[[ Input for this task, beginning ]]

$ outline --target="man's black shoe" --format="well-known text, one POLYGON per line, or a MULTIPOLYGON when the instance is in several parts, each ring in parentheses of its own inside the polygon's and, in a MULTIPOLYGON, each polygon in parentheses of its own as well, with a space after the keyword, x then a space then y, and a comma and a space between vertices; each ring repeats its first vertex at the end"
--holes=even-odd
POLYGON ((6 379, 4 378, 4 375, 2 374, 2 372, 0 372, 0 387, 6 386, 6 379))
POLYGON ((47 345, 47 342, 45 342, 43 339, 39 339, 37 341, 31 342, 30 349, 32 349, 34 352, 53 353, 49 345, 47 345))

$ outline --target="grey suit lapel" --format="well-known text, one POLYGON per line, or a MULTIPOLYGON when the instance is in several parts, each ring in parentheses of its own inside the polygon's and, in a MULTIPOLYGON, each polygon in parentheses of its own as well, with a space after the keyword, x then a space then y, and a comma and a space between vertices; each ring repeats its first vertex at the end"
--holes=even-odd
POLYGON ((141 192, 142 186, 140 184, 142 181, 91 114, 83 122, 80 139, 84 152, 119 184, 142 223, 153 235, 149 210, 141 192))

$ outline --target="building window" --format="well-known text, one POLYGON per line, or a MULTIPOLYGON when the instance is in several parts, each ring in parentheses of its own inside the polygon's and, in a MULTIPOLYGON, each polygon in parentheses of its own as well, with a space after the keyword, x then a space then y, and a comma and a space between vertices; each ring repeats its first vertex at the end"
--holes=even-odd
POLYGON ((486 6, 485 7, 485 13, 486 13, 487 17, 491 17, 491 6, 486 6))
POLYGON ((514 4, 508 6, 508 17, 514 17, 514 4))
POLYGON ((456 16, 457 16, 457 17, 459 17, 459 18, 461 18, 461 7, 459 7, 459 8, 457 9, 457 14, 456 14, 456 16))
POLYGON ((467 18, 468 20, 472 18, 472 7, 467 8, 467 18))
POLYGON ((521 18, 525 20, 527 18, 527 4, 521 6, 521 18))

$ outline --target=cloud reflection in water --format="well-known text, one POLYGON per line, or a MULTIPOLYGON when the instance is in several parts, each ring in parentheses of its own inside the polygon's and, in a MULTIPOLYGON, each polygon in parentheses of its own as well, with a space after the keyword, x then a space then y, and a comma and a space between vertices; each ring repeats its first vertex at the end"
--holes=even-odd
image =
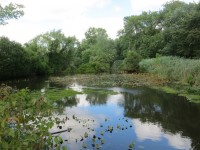
POLYGON ((163 132, 162 127, 158 124, 150 122, 143 123, 140 119, 133 119, 132 122, 139 141, 161 141, 164 138, 167 139, 168 144, 175 149, 191 149, 191 140, 187 137, 182 137, 180 133, 165 133, 163 132))

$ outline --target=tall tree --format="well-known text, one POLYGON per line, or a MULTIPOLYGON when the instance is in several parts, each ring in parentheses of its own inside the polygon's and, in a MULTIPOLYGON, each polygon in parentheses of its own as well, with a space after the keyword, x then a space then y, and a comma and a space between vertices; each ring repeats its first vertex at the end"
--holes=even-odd
POLYGON ((0 25, 7 24, 7 20, 19 17, 24 15, 23 5, 10 3, 8 5, 2 6, 0 4, 0 25))
POLYGON ((124 18, 118 54, 134 50, 144 58, 162 55, 199 58, 199 3, 167 2, 158 12, 124 18))
POLYGON ((26 47, 36 53, 35 58, 41 63, 37 65, 44 66, 46 73, 59 74, 69 69, 76 43, 75 37, 65 37, 61 30, 53 30, 37 36, 26 47))
POLYGON ((160 18, 158 12, 143 12, 139 16, 124 18, 122 39, 127 50, 135 50, 143 57, 155 57, 161 47, 160 18))
POLYGON ((79 67, 79 72, 111 72, 116 50, 114 41, 108 38, 105 29, 89 28, 81 47, 82 65, 79 67))
POLYGON ((30 74, 28 54, 21 44, 0 38, 0 79, 24 77, 30 74))

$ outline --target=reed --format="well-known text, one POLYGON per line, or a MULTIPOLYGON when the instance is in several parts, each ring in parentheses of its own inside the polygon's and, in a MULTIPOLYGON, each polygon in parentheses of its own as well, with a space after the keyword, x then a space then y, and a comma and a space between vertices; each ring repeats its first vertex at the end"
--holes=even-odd
POLYGON ((144 59, 139 66, 142 72, 153 73, 190 86, 200 86, 200 59, 163 56, 144 59))

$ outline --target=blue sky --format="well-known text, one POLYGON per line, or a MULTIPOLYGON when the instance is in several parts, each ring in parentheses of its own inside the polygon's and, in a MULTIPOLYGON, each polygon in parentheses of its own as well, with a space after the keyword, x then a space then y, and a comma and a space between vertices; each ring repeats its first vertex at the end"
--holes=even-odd
POLYGON ((89 27, 101 27, 116 38, 125 16, 159 10, 167 0, 2 0, 1 4, 9 2, 23 4, 25 15, 0 26, 0 36, 26 43, 53 29, 81 40, 89 27))

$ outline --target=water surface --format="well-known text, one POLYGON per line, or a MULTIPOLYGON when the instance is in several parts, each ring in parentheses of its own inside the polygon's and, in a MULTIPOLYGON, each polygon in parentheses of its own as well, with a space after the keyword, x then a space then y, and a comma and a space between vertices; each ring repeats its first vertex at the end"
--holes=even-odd
MULTIPOLYGON (((58 86, 44 80, 25 83, 29 83, 32 90, 59 87, 82 91, 88 88, 77 83, 58 86)), ((55 115, 66 122, 61 125, 62 129, 55 126, 51 132, 69 129, 60 134, 69 150, 84 149, 83 145, 86 149, 97 149, 98 145, 101 150, 128 150, 132 142, 136 150, 200 149, 199 104, 146 87, 90 88, 112 90, 117 94, 94 91, 57 102, 59 110, 55 115), (85 138, 85 134, 88 137, 85 138)))

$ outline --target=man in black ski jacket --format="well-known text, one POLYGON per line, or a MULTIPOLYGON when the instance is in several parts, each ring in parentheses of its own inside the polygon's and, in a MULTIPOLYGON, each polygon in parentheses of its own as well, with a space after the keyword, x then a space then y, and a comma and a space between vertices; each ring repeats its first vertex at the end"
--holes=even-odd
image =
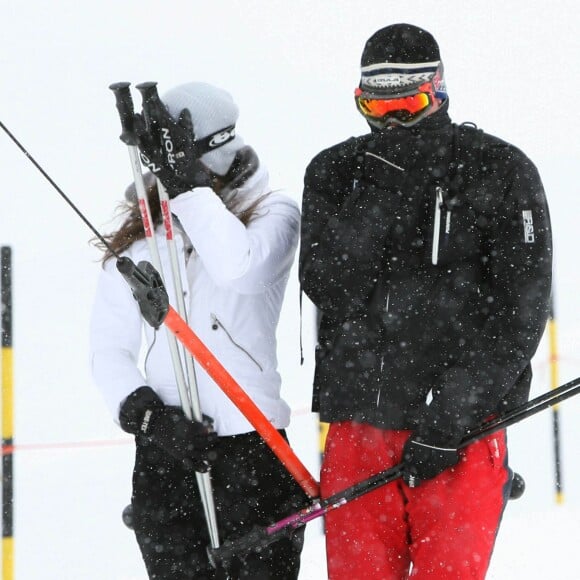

[[ Input for this task, end ]]

Write out the entries again, word for word. No images.

» Task result
$ outline --target="man's black shoe" --format="well-known text, one POLYGON per line, or a MULTIPOLYGON when the instance is in several parts, each ring in parentheses of its own inside the polygon's and, in a MULTIPOLYGON, each polygon in parentheses of its own as well, with a space after the keyword, x then a space then y, and a comma and a space between vertices; each ring repeats its first vertex at the end"
--holes=even-odd
POLYGON ((6 379, 4 378, 4 375, 2 374, 2 372, 0 372, 0 387, 6 386, 6 379))
POLYGON ((47 345, 47 342, 45 342, 43 339, 39 339, 37 341, 31 342, 30 349, 32 349, 34 352, 53 353, 49 345, 47 345))

$ outline --target="grey suit lapel" --format="well-known text, one POLYGON per line, or a MULTIPOLYGON when the instance is in several parts, each ring in parentheses of its own inside the polygon's and, in a MULTIPOLYGON, each polygon in parentheses of its own as well, with a space after the keyword, x then a space then y, and a comma and a space between vertices; each ring repeats its first vertex at the end"
--holes=even-odd
POLYGON ((141 192, 142 186, 140 184, 142 181, 91 114, 83 122, 80 139, 84 152, 119 184, 142 223, 153 235, 149 210, 141 192))

$ outline --target="building window" --format="well-known text, one POLYGON per line, or a MULTIPOLYGON when the instance is in several parts, each ring in parentheses of its own inside the polygon's and, in a MULTIPOLYGON, each polygon in parentheses of its own as well, with a space after the keyword, x then a space then y, and a comma and a space between vertices; each ring repeats its first vertex at the end"
--holes=even-odd
POLYGON ((486 6, 485 7, 485 13, 486 13, 487 17, 491 17, 491 6, 486 6))
POLYGON ((514 4, 508 6, 508 17, 514 17, 514 4))
POLYGON ((456 16, 457 16, 457 17, 459 17, 459 18, 461 18, 461 7, 459 7, 459 8, 457 9, 457 14, 456 14, 456 16))
POLYGON ((467 18, 468 20, 472 18, 472 7, 467 8, 467 18))
POLYGON ((521 18, 525 20, 527 18, 527 4, 521 6, 521 18))

$ outline --target=cloud reflection in water --format="well-known text, one POLYGON per line, or a MULTIPOLYGON when the instance is in several parts, each ring in parentheses of its own inside the polygon's and, in a MULTIPOLYGON, each polygon in parentheses of its own as well, with a space after the keyword, x then a space then y, and a comma and a space between vertices; each ring repeats its first vertex at the end"
--holes=even-odd
image =
POLYGON ((163 132, 162 127, 158 124, 150 122, 143 123, 140 119, 133 119, 132 122, 139 141, 161 141, 164 138, 167 139, 168 144, 175 149, 191 149, 191 140, 187 137, 182 137, 180 133, 165 133, 163 132))

$ outline --target=tall tree --format="well-known text, one POLYGON per line, or a MULTIPOLYGON when the instance is in several parts, each ring in parentheses of its own inside the polygon's and, in a MULTIPOLYGON, each polygon in parentheses of its own as well, with a space after the keyword, x then a space then y, and a comma and a space between vertices; each ring repeats its first vertex at the end"
--holes=even-odd
POLYGON ((0 25, 7 24, 7 20, 19 17, 24 15, 23 5, 10 3, 8 5, 2 6, 0 4, 0 25))
POLYGON ((124 18, 118 54, 134 50, 144 58, 162 55, 199 58, 199 3, 167 2, 158 12, 124 18))
POLYGON ((26 47, 36 53, 35 58, 41 63, 37 65, 44 66, 46 73, 59 74, 69 69, 76 43, 75 37, 65 37, 61 30, 53 30, 37 36, 26 47))
POLYGON ((160 18, 158 12, 143 12, 139 16, 124 18, 122 39, 127 50, 135 50, 143 57, 155 57, 161 47, 160 18))
POLYGON ((79 67, 79 72, 111 72, 116 50, 114 41, 108 38, 105 29, 89 28, 81 47, 82 65, 79 67))
POLYGON ((30 74, 28 54, 21 44, 0 38, 0 79, 24 77, 30 74))

$ outline --target=reed --format="well-known text, one POLYGON per line, or a MULTIPOLYGON when the instance is in several parts, each ring in parentheses of its own inside the polygon's and, in a MULTIPOLYGON, each polygon in parentheses of its own as well, with a space after the keyword, x then a space then y, and a comma and a space between vertices; each ring repeats its first vertex at the end"
--holes=even-odd
POLYGON ((144 59, 139 66, 142 72, 153 73, 190 86, 200 86, 200 59, 163 56, 144 59))

$ outline --target=blue sky --format="well-known text, one POLYGON per line, or a MULTIPOLYGON when the instance is in several parts, each ring in parentheses of its own inside the polygon's and, in a MULTIPOLYGON, each polygon in parentheses of its own as well, with a space after the keyword, x then a space then y, and a comma and a space between vertices; each ring repeats its first vertex at the end"
--holes=even-odd
POLYGON ((89 27, 101 27, 116 38, 125 16, 159 10, 167 0, 2 0, 1 4, 9 2, 23 4, 25 15, 0 26, 0 36, 26 43, 53 29, 81 40, 89 27))

$ outline --target=water surface --format="well-known text, one POLYGON per line, or a MULTIPOLYGON when the instance is in several parts, each ring in parentheses of its own inside the polygon's and, in a MULTIPOLYGON, each polygon in parentheses of its own as well, with a space after the keyword, x then a space then y, and a comma and a space between vertices; each ring repeats its first vertex at the end"
--holes=even-odd
MULTIPOLYGON (((58 86, 44 80, 25 83, 29 83, 32 90, 59 87, 82 91, 88 88, 77 83, 58 86)), ((55 115, 66 122, 61 125, 62 129, 55 126, 51 132, 69 129, 60 134, 69 150, 84 149, 83 145, 86 149, 97 149, 98 145, 101 150, 128 150, 132 142, 136 150, 200 149, 199 104, 146 87, 90 88, 112 90, 117 94, 94 91, 57 102, 59 110, 55 115), (85 138, 85 134, 88 137, 85 138)))

$ outline --target=man in black ski jacket --format="well-known text, one POLYGON per line, or a MULTIPOLYGON when the instance is in several parts, each ring in parentheses of its own inside the polygon's and, in a MULTIPOLYGON, each polygon in parentheses of its own as well, with a space after the keyword, x then a space then y, and a comma and a space between vertices; each ring repeats its first vertex at the end"
--holes=even-odd
image =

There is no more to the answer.